▶ **DATASET RECORDS**:
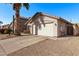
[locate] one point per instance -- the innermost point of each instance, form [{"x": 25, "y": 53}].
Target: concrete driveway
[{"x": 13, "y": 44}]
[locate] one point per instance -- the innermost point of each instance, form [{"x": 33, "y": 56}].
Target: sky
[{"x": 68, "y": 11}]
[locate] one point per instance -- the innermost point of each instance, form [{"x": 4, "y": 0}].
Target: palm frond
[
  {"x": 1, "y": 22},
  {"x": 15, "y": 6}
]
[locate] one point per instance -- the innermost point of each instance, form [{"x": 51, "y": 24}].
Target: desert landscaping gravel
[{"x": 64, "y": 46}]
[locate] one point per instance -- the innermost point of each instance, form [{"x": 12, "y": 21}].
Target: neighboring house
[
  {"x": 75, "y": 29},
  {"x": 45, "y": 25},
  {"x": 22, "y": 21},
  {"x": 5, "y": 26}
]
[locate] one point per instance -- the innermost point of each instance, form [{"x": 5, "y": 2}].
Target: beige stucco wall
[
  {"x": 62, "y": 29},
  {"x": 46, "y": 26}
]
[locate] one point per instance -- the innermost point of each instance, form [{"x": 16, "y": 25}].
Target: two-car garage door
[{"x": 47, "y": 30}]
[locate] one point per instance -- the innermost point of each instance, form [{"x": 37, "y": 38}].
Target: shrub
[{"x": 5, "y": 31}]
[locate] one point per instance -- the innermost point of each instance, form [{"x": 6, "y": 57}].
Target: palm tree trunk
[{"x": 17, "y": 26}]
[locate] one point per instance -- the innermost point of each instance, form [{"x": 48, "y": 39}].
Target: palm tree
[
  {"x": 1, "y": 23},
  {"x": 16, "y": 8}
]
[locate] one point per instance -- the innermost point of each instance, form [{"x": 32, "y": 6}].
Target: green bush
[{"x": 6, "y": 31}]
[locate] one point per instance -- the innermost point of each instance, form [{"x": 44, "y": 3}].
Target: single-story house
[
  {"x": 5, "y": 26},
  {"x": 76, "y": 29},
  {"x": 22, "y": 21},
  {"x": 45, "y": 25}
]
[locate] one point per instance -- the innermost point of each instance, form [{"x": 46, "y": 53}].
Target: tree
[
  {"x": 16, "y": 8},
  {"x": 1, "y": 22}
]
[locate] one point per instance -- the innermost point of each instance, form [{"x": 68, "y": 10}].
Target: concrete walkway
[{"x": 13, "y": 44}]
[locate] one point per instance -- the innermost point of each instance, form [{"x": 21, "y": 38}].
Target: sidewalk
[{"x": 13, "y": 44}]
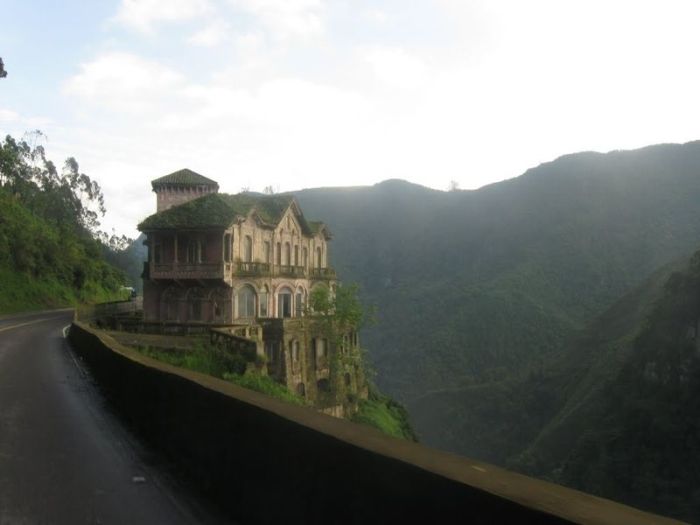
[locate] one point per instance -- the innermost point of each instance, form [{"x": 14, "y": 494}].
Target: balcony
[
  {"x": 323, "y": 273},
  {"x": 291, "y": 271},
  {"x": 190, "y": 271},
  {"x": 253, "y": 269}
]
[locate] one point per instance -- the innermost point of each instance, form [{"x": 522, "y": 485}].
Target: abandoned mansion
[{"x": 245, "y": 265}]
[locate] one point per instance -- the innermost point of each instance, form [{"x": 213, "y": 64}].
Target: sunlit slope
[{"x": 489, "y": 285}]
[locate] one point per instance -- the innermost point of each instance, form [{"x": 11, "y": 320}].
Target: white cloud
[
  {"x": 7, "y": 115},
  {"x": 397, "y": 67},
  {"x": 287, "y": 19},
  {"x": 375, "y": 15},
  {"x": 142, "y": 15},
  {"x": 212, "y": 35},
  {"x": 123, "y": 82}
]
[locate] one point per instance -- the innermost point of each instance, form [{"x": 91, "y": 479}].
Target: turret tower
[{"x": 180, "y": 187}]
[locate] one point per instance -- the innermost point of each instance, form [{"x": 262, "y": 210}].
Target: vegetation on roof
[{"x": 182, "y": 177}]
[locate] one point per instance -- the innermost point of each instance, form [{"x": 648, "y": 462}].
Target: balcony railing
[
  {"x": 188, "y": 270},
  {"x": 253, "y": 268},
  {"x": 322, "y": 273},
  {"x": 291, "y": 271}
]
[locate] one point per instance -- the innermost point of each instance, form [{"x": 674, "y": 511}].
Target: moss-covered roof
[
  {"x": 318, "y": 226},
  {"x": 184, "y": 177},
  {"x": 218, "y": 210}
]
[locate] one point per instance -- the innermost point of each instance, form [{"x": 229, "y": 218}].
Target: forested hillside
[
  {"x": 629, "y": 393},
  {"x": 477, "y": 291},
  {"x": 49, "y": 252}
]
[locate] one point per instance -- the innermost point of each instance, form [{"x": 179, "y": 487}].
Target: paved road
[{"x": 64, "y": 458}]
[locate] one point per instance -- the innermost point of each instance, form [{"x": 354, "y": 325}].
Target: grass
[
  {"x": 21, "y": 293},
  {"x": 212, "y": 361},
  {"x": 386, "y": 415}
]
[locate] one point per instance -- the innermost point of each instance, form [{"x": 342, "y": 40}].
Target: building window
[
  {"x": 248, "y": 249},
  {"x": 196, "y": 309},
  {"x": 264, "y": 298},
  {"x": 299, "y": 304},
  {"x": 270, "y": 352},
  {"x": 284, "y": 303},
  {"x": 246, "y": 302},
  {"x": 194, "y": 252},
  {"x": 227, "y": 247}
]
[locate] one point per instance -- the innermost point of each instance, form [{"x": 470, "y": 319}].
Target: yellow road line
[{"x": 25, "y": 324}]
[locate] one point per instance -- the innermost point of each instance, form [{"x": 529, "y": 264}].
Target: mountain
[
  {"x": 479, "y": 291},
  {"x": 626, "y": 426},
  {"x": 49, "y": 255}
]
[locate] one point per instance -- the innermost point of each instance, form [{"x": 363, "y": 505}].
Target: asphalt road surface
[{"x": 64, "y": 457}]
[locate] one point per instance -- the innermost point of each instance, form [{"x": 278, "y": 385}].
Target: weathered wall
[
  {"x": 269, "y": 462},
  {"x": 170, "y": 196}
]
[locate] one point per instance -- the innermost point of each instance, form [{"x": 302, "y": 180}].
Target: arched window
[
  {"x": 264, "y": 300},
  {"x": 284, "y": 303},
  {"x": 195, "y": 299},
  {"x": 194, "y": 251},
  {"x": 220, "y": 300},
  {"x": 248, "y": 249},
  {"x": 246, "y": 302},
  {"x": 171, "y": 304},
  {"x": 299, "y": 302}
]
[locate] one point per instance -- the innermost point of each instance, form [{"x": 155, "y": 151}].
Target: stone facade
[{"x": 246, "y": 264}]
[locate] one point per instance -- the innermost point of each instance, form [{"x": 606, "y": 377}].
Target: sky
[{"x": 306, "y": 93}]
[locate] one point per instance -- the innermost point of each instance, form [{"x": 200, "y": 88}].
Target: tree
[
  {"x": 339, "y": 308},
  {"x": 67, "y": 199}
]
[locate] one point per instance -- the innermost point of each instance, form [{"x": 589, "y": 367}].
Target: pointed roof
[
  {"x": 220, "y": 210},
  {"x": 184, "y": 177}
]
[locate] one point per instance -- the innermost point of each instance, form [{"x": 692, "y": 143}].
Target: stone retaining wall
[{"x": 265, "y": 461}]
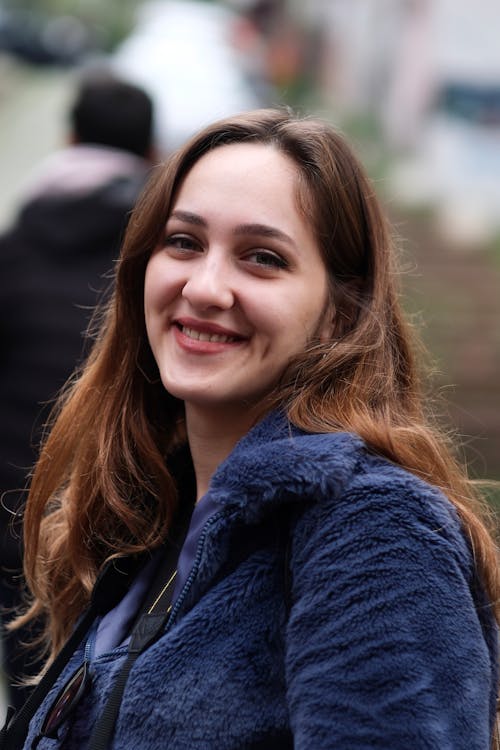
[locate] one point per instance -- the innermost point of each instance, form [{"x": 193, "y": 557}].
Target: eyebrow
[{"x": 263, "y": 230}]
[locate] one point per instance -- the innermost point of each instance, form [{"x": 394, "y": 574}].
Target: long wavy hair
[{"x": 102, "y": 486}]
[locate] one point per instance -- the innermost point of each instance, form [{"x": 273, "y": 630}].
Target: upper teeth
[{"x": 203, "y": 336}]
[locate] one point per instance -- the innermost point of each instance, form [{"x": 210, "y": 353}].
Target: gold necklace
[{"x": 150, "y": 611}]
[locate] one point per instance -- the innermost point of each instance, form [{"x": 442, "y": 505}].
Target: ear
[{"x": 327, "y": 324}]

...

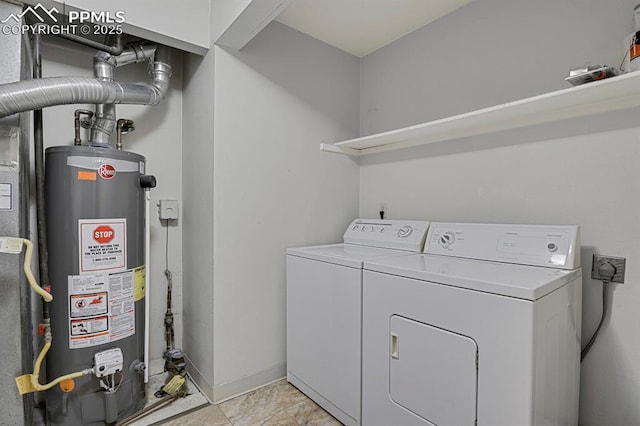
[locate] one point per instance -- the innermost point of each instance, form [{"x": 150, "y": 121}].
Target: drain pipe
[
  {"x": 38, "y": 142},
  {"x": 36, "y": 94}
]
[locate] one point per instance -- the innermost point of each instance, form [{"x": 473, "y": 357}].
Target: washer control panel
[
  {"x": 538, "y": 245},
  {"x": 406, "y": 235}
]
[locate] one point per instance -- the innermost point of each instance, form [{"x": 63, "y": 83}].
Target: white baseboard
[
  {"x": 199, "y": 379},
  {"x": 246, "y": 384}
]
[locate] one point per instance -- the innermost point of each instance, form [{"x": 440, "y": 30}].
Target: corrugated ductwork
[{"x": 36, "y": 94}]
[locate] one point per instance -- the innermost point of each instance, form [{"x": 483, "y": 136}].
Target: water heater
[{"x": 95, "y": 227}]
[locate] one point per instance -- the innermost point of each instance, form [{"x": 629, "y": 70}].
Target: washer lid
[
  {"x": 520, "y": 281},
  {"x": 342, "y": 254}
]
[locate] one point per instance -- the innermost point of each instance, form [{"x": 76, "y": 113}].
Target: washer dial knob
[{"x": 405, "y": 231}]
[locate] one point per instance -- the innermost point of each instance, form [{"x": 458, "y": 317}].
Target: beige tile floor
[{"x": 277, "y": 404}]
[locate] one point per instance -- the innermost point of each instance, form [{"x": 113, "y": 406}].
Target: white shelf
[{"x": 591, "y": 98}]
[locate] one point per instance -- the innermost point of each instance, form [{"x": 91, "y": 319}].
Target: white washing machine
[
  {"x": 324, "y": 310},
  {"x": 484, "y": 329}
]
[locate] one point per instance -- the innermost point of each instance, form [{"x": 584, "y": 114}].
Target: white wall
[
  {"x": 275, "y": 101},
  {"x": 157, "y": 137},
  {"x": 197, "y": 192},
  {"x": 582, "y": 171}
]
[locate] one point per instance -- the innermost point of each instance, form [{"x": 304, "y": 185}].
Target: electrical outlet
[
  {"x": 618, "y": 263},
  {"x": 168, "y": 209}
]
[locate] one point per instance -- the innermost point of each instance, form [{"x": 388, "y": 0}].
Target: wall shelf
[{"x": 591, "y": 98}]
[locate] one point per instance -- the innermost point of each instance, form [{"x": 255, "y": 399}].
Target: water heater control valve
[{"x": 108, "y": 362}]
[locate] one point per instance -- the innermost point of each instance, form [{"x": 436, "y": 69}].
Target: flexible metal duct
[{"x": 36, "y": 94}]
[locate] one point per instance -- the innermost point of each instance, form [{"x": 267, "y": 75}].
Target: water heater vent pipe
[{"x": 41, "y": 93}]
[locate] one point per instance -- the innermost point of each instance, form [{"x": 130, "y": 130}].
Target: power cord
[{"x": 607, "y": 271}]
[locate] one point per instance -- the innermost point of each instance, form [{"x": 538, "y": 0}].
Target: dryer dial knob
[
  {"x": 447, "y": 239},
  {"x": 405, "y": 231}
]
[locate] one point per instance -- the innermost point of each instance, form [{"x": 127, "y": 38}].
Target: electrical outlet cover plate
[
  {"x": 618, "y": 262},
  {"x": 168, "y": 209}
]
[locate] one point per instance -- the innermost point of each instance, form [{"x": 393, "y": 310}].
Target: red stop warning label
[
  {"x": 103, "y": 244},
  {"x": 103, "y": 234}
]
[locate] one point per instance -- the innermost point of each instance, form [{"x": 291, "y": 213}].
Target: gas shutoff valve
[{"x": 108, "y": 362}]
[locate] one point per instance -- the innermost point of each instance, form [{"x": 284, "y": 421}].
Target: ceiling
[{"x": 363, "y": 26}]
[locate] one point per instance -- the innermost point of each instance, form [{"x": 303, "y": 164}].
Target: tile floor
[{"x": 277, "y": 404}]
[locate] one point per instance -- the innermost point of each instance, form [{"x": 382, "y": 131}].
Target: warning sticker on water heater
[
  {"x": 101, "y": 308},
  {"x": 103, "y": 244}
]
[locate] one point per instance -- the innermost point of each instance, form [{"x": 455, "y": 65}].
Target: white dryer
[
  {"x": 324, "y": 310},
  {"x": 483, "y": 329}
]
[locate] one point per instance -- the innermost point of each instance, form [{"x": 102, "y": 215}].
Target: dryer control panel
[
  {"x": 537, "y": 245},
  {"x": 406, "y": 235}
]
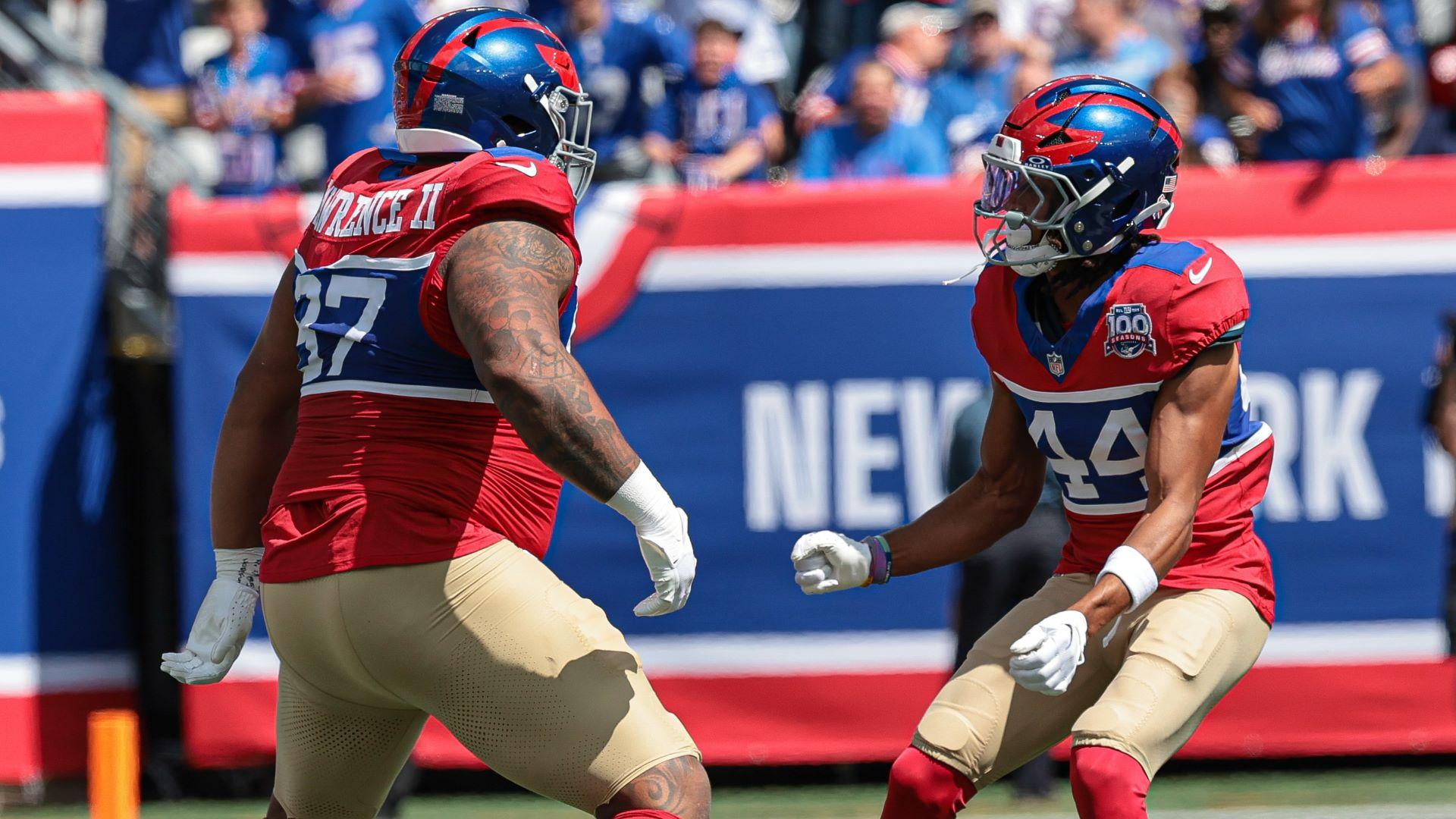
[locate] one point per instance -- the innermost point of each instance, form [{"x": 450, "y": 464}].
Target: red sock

---

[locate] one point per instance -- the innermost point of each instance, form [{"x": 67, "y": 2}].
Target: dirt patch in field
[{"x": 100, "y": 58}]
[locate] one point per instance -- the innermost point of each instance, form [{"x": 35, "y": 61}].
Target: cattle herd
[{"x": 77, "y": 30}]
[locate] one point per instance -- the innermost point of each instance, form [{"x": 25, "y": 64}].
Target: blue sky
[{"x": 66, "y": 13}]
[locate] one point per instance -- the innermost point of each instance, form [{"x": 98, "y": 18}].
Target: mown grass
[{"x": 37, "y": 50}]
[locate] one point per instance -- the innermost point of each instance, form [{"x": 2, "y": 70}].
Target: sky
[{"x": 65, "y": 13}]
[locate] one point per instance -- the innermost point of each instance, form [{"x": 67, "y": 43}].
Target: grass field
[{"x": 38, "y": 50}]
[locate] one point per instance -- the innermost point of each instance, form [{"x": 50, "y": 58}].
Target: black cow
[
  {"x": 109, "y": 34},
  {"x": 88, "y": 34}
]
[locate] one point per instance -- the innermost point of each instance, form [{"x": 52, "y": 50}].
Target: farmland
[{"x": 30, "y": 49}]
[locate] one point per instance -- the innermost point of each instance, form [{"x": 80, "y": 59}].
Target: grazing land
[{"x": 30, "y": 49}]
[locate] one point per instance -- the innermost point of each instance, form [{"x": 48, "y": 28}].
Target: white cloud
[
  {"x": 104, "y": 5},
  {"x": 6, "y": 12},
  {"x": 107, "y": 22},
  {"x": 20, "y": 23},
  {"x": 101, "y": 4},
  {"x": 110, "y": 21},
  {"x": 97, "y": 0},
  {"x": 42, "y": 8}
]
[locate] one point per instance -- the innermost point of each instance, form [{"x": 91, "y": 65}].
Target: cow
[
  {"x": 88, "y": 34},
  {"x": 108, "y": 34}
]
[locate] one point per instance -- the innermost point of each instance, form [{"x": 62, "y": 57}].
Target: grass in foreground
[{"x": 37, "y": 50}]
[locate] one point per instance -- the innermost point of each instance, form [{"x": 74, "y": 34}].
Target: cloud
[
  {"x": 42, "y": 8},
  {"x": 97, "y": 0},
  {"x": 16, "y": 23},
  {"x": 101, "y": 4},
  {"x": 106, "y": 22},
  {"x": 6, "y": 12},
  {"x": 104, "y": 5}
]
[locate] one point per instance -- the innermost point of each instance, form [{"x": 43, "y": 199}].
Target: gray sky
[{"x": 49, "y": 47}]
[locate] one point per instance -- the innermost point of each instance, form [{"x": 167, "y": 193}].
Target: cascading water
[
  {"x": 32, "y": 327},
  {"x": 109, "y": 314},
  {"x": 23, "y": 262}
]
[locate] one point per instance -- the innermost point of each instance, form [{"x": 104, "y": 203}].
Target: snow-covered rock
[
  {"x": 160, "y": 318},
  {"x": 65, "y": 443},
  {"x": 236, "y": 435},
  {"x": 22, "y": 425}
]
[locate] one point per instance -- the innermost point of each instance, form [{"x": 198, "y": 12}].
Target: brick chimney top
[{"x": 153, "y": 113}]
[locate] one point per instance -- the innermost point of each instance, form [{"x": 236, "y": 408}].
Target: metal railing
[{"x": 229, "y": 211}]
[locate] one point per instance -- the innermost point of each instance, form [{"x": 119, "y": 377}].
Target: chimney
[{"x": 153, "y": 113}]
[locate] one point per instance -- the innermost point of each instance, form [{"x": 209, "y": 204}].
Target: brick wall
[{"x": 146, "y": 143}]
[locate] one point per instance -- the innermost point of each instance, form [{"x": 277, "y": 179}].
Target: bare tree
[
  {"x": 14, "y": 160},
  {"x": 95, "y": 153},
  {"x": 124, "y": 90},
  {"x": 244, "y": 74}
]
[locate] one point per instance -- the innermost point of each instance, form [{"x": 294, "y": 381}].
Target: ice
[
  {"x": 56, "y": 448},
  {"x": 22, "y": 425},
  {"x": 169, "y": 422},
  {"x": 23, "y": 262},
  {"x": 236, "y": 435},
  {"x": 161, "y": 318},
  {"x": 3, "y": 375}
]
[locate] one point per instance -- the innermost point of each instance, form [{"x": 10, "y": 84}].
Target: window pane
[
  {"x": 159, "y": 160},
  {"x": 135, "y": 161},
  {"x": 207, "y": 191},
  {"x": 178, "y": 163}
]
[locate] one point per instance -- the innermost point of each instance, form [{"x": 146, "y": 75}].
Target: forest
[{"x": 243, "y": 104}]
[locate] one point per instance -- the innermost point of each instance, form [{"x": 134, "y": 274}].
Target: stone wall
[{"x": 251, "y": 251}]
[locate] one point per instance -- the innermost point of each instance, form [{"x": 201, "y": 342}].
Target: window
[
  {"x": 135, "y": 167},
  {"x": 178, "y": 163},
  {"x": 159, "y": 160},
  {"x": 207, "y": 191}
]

▶ **GIVEN REQUEST**: Pick out each line of the material above that contains the string "control", and copy those lines in full. Case counts.

▶ **RESULT OF THIS EXERCISE**:
Target: washer control panel
Target: water heater control valve
Target: dryer control panel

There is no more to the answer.